_EXERCISE DESCRIPTION_: Render each of the items below as a JSON list of strings with one string per line, leaving out any blank lines.

· · ·

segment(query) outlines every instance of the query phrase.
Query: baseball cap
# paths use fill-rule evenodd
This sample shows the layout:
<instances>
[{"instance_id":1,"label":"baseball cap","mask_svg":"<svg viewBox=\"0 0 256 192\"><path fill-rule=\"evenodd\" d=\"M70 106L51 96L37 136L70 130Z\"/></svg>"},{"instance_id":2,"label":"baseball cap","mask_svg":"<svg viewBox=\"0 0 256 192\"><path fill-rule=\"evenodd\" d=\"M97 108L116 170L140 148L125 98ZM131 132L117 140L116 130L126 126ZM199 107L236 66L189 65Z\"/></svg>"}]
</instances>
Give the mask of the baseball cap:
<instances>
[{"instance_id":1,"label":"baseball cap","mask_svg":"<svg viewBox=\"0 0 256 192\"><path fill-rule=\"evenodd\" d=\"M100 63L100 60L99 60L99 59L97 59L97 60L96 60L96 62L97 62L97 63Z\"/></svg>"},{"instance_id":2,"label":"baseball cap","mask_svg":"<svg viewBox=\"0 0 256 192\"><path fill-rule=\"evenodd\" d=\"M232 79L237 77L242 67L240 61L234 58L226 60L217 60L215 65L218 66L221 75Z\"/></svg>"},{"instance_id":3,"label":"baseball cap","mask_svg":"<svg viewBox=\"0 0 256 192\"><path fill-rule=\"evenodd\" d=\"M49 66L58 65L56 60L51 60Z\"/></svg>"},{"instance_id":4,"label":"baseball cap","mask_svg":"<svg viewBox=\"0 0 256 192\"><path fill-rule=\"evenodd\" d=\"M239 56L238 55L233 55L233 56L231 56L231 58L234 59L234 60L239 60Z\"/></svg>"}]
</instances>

· · ·

_ANSWER TO THE EXERCISE_:
[
  "segment(query) outlines every instance of the query phrase.",
  "Query: baseball cap",
  "# paths use fill-rule evenodd",
  "This sample shows the layout:",
  "<instances>",
  "[{\"instance_id\":1,\"label\":\"baseball cap\",\"mask_svg\":\"<svg viewBox=\\\"0 0 256 192\\\"><path fill-rule=\\\"evenodd\\\" d=\\\"M70 106L51 96L37 136L70 130Z\\\"/></svg>\"},{\"instance_id\":2,\"label\":\"baseball cap\",\"mask_svg\":\"<svg viewBox=\\\"0 0 256 192\\\"><path fill-rule=\\\"evenodd\\\" d=\\\"M97 108L116 170L140 148L125 98ZM131 132L117 140L116 130L126 126ZM199 107L236 66L189 65Z\\\"/></svg>\"}]",
  "</instances>",
  "Give the mask of the baseball cap:",
  "<instances>",
  "[{\"instance_id\":1,\"label\":\"baseball cap\",\"mask_svg\":\"<svg viewBox=\\\"0 0 256 192\\\"><path fill-rule=\\\"evenodd\\\" d=\\\"M100 63L100 60L99 60L99 59L97 59L97 60L96 60L96 62L97 62L97 63Z\\\"/></svg>\"},{\"instance_id\":2,\"label\":\"baseball cap\",\"mask_svg\":\"<svg viewBox=\\\"0 0 256 192\\\"><path fill-rule=\\\"evenodd\\\" d=\\\"M232 79L237 77L242 67L240 61L234 58L226 60L217 60L215 65L218 66L221 75Z\\\"/></svg>\"},{\"instance_id\":3,\"label\":\"baseball cap\",\"mask_svg\":\"<svg viewBox=\\\"0 0 256 192\\\"><path fill-rule=\\\"evenodd\\\" d=\\\"M49 66L58 65L56 60L51 60Z\\\"/></svg>\"},{\"instance_id\":4,\"label\":\"baseball cap\",\"mask_svg\":\"<svg viewBox=\\\"0 0 256 192\\\"><path fill-rule=\\\"evenodd\\\" d=\\\"M239 56L238 55L233 55L233 56L231 56L231 58L234 59L234 60L239 60Z\\\"/></svg>\"}]",
  "</instances>"
]